Start of DATA FOR PROCESSING
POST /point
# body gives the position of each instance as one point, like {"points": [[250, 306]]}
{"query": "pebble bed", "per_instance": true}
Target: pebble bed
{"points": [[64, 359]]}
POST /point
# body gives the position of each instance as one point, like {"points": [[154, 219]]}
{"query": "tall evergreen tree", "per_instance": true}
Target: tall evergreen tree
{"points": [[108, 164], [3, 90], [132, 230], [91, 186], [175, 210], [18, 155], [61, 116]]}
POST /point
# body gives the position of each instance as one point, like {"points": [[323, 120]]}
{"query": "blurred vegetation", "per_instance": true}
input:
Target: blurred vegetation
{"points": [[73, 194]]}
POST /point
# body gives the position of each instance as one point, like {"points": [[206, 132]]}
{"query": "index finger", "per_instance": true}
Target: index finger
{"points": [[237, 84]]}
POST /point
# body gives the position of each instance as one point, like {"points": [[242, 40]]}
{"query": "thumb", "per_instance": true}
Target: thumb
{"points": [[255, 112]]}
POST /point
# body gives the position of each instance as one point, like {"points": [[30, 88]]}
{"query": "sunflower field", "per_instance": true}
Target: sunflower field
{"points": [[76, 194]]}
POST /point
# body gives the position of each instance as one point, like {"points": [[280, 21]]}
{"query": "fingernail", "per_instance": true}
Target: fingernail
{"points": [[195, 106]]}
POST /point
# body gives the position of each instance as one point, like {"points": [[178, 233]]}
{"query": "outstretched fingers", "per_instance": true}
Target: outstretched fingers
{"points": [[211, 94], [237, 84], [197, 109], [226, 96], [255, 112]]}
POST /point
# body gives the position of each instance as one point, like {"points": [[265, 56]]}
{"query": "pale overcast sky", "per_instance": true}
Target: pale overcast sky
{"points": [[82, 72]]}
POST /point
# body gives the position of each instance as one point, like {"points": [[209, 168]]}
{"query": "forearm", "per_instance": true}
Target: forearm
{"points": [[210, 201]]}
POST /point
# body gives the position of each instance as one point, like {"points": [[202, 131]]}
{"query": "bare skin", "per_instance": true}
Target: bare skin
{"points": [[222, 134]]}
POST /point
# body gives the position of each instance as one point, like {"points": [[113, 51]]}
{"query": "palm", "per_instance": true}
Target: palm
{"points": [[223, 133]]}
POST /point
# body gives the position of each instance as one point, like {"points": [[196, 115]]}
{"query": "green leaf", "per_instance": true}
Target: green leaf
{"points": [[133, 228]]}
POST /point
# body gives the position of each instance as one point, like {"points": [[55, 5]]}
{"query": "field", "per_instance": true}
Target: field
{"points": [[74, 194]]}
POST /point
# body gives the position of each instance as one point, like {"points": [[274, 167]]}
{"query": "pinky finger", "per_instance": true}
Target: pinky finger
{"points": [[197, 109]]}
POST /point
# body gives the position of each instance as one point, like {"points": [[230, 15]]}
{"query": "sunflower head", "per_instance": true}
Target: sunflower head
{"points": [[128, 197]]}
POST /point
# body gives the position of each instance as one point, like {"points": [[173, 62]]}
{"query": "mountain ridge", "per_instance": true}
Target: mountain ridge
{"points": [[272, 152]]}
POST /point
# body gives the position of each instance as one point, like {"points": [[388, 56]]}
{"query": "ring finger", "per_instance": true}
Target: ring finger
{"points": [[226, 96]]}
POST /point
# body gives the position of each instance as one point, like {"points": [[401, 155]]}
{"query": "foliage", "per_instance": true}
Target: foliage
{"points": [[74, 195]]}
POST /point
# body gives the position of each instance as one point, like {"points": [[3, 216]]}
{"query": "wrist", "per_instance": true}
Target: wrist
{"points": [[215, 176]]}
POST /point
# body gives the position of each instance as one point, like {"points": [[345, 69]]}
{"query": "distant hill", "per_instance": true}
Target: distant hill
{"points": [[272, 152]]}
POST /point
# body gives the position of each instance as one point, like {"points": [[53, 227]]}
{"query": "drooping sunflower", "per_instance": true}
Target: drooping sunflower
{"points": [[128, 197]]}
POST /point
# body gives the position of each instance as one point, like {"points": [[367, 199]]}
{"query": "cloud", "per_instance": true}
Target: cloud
End of DATA FOR PROCESSING
Extract, from the listing above, every line where the string "cloud" occurs.

{"query": "cloud", "per_instance": true}
Target: cloud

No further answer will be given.